» EL PROBLEMA
Muestra todas las líneas de las entradas siguientes que contengan la palabra "flower". Se distingue entre mayúsculas y minúsculas.

◇ ◇ ◇ ◇ ◇

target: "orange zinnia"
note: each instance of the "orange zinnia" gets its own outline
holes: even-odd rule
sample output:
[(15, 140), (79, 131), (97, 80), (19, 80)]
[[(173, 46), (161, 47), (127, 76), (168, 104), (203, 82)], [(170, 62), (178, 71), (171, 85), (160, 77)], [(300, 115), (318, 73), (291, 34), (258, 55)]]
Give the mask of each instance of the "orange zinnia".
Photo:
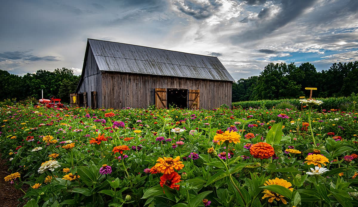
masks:
[(271, 145), (266, 142), (258, 142), (252, 145), (250, 153), (255, 158), (267, 159), (275, 154), (275, 150)]
[(101, 142), (102, 141), (107, 141), (108, 139), (107, 137), (105, 137), (105, 134), (100, 133), (98, 136), (95, 138), (91, 138), (90, 140), (90, 143), (91, 144), (97, 144), (99, 145), (101, 144)]
[(119, 152), (120, 154), (122, 155), (124, 151), (129, 150), (129, 148), (127, 145), (120, 145), (113, 147), (112, 152), (114, 154), (115, 154), (116, 152)]
[(116, 115), (114, 114), (114, 113), (113, 112), (110, 112), (109, 113), (106, 113), (105, 114), (105, 117), (113, 117)]
[(174, 172), (174, 170), (180, 170), (184, 167), (183, 162), (179, 161), (180, 157), (177, 156), (174, 159), (171, 157), (159, 157), (157, 160), (158, 162), (155, 164), (157, 170), (163, 174), (171, 174)]
[(175, 188), (179, 191), (180, 186), (176, 184), (182, 181), (180, 180), (181, 177), (176, 172), (169, 174), (165, 174), (160, 177), (160, 186), (163, 187), (163, 185), (165, 185), (171, 189)]

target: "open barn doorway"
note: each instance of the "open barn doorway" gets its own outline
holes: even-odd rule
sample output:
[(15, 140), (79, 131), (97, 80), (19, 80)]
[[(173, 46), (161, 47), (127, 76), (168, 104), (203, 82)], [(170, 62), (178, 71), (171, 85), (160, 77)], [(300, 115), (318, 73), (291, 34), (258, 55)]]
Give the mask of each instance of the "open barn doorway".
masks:
[(168, 108), (172, 106), (188, 108), (188, 89), (168, 89), (166, 94)]

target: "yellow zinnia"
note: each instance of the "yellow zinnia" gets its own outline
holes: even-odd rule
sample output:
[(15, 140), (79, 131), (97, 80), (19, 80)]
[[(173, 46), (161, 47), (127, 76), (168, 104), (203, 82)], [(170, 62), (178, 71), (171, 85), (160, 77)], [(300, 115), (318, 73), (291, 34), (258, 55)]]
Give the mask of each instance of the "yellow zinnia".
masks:
[(73, 181), (78, 178), (79, 178), (79, 177), (80, 177), (79, 175), (72, 175), (72, 173), (70, 173), (68, 175), (66, 175), (64, 176), (62, 178), (62, 179), (67, 180)]
[[(274, 180), (269, 179), (268, 180), (266, 181), (266, 183), (264, 183), (263, 185), (265, 186), (279, 185), (279, 186), (281, 186), (287, 188), (291, 191), (293, 191), (293, 188), (290, 187), (292, 185), (290, 182), (287, 182), (287, 181), (282, 178), (279, 179), (278, 177), (276, 177)], [(287, 202), (284, 199), (285, 197), (283, 196), (276, 193), (271, 191), (269, 191), (267, 189), (263, 190), (263, 192), (262, 193), (265, 193), (265, 195), (263, 195), (263, 196), (262, 196), (262, 199), (263, 199), (265, 198), (269, 198), (268, 199), (268, 202), (270, 203), (272, 203), (274, 200), (276, 200), (277, 201), (281, 200), (284, 204), (287, 204)]]
[(180, 157), (177, 156), (174, 159), (171, 157), (159, 157), (157, 160), (158, 162), (155, 166), (157, 170), (163, 174), (170, 174), (174, 172), (174, 169), (180, 170), (184, 167), (183, 162), (179, 161)]
[(11, 174), (8, 175), (8, 176), (4, 178), (4, 179), (5, 179), (5, 181), (8, 181), (10, 180), (12, 180), (18, 177), (21, 177), (20, 173), (19, 173), (18, 172), (16, 172), (15, 173), (13, 173), (13, 174)]
[(37, 188), (40, 187), (41, 185), (41, 183), (35, 183), (33, 186), (31, 186), (31, 187), (34, 188), (34, 189), (37, 189)]
[(307, 165), (313, 164), (315, 165), (317, 165), (319, 167), (322, 167), (322, 166), (321, 165), (321, 164), (325, 166), (326, 166), (327, 165), (325, 162), (329, 162), (329, 161), (328, 160), (328, 159), (327, 157), (322, 155), (319, 154), (310, 155), (307, 156), (305, 160), (307, 160), (305, 162), (305, 163), (307, 163)]
[(236, 132), (232, 131), (230, 132), (227, 130), (222, 134), (217, 133), (214, 136), (214, 140), (219, 141), (219, 144), (221, 144), (226, 141), (228, 141), (229, 142), (234, 142), (235, 144), (240, 143), (240, 138), (241, 138), (238, 133)]

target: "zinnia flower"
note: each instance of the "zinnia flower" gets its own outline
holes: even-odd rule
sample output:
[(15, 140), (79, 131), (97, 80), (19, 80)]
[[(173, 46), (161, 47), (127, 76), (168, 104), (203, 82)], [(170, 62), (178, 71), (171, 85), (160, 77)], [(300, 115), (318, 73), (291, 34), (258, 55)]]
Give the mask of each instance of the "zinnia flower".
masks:
[(192, 160), (197, 160), (199, 158), (199, 155), (196, 152), (190, 152), (188, 157)]
[(108, 139), (107, 137), (105, 137), (105, 134), (101, 134), (100, 133), (97, 137), (95, 138), (91, 138), (90, 140), (90, 143), (91, 144), (97, 144), (99, 145), (101, 144), (101, 142), (102, 141), (107, 141)]
[(111, 174), (112, 173), (112, 167), (105, 164), (100, 168), (100, 173), (101, 175)]
[(20, 173), (19, 173), (18, 172), (16, 172), (15, 173), (13, 173), (12, 174), (10, 174), (10, 175), (6, 176), (4, 178), (4, 179), (5, 179), (5, 181), (8, 181), (10, 180), (13, 180), (16, 178), (18, 177), (21, 177), (21, 175)]
[(50, 160), (43, 162), (37, 172), (39, 173), (43, 173), (48, 170), (53, 172), (55, 169), (61, 166), (59, 165), (58, 162), (56, 160)]
[(170, 131), (171, 132), (176, 133), (179, 133), (180, 132), (182, 132), (184, 131), (185, 131), (186, 130), (183, 128), (174, 128), (171, 129), (171, 130)]
[(319, 167), (321, 167), (322, 166), (321, 164), (323, 164), (325, 166), (326, 166), (327, 165), (325, 162), (329, 162), (328, 159), (323, 156), (322, 155), (310, 155), (307, 156), (305, 160), (307, 161), (305, 162), (305, 163), (307, 163), (307, 165), (313, 164), (317, 165)]
[(70, 173), (68, 175), (65, 175), (62, 178), (63, 179), (66, 180), (67, 180), (73, 181), (74, 180), (76, 180), (78, 178), (79, 178), (80, 177), (79, 175), (72, 175), (71, 173)]
[(42, 147), (35, 147), (33, 149), (32, 149), (32, 150), (31, 150), (31, 151), (36, 152), (37, 151), (41, 150), (42, 149)]
[(301, 151), (293, 149), (286, 149), (285, 151), (292, 154), (301, 154)]
[(31, 186), (31, 187), (34, 188), (34, 189), (37, 189), (37, 188), (40, 187), (41, 185), (41, 183), (35, 183), (33, 186)]
[(62, 146), (62, 148), (67, 150), (70, 150), (74, 147), (74, 142), (72, 142), (70, 144), (66, 145), (64, 146)]
[(266, 142), (258, 142), (250, 148), (250, 153), (255, 158), (267, 159), (274, 156), (275, 150), (271, 145)]
[(115, 154), (116, 152), (119, 152), (121, 155), (123, 153), (123, 151), (124, 150), (129, 150), (129, 148), (127, 145), (120, 145), (113, 147), (112, 152), (114, 154)]
[(164, 174), (160, 177), (160, 186), (163, 187), (163, 185), (165, 185), (171, 188), (175, 188), (179, 190), (180, 186), (176, 183), (182, 181), (180, 180), (181, 177), (176, 172), (169, 174)]
[(230, 143), (233, 142), (236, 144), (240, 143), (241, 138), (241, 136), (236, 132), (227, 130), (222, 134), (217, 133), (216, 135), (214, 136), (214, 140), (219, 141), (219, 144), (222, 144), (226, 141), (228, 141)]
[[(284, 180), (282, 178), (279, 179), (279, 178), (277, 177), (276, 177), (274, 180), (269, 179), (268, 180), (266, 181), (266, 183), (264, 183), (263, 185), (265, 186), (270, 185), (279, 185), (288, 188), (289, 190), (291, 191), (293, 191), (293, 188), (290, 187), (292, 185), (291, 183), (288, 182), (287, 182), (287, 181)], [(270, 203), (272, 203), (272, 202), (274, 200), (276, 200), (277, 201), (281, 200), (284, 204), (287, 204), (287, 202), (286, 201), (286, 200), (284, 199), (284, 198), (285, 197), (283, 196), (281, 196), (280, 194), (276, 193), (271, 191), (269, 191), (267, 189), (263, 190), (263, 192), (262, 192), (265, 193), (265, 195), (263, 195), (263, 196), (262, 196), (262, 199), (263, 199), (265, 198), (269, 198), (268, 199), (268, 202)]]
[(211, 201), (210, 201), (207, 199), (203, 199), (203, 204), (204, 204), (204, 206), (209, 206), (210, 205), (210, 203), (211, 203)]
[(329, 170), (324, 167), (320, 167), (316, 166), (314, 167), (314, 169), (313, 169), (311, 167), (310, 167), (310, 169), (311, 169), (311, 172), (308, 172), (306, 173), (306, 174), (308, 174), (311, 175), (320, 175), (324, 172), (329, 171)]
[(110, 112), (109, 113), (106, 113), (105, 114), (105, 117), (113, 117), (116, 115), (114, 114), (114, 113), (113, 112)]
[(306, 104), (306, 106), (314, 106), (315, 105), (320, 105), (323, 103), (322, 101), (315, 100), (314, 99), (301, 99), (300, 100), (300, 104)]
[(183, 162), (179, 161), (180, 157), (178, 156), (174, 159), (171, 157), (159, 157), (157, 160), (158, 162), (155, 164), (158, 172), (163, 174), (171, 174), (174, 172), (174, 169), (180, 170), (184, 167)]
[(253, 134), (253, 133), (250, 133), (245, 135), (245, 136), (244, 136), (246, 138), (246, 140), (248, 140), (251, 138), (255, 138), (255, 135)]

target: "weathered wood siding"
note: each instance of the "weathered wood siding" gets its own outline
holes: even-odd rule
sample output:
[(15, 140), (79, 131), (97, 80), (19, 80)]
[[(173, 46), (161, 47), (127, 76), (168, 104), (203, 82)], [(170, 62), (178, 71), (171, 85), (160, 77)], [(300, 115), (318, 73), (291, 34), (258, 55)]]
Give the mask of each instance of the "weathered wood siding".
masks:
[(102, 104), (107, 108), (146, 108), (153, 105), (156, 88), (199, 90), (200, 108), (231, 105), (231, 81), (107, 71), (102, 73), (101, 81)]
[(97, 106), (99, 108), (102, 107), (102, 95), (101, 74), (92, 50), (89, 47), (84, 74), (83, 75), (83, 80), (77, 92), (78, 94), (87, 92), (87, 106), (88, 107), (92, 106), (93, 104), (91, 102), (91, 92), (96, 91)]

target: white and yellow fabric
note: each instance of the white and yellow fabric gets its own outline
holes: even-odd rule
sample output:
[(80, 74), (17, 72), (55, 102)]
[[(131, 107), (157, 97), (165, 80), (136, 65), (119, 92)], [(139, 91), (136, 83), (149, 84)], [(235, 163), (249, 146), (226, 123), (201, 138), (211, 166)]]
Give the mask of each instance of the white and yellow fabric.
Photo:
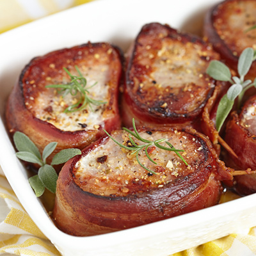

◇ ◇ ◇ ◇ ◇

» EN RESPUESTA
target: "zinnia flower"
note: each instance of the "zinnia flower" gets its own outline
Give the mask of each instance of the "zinnia flower".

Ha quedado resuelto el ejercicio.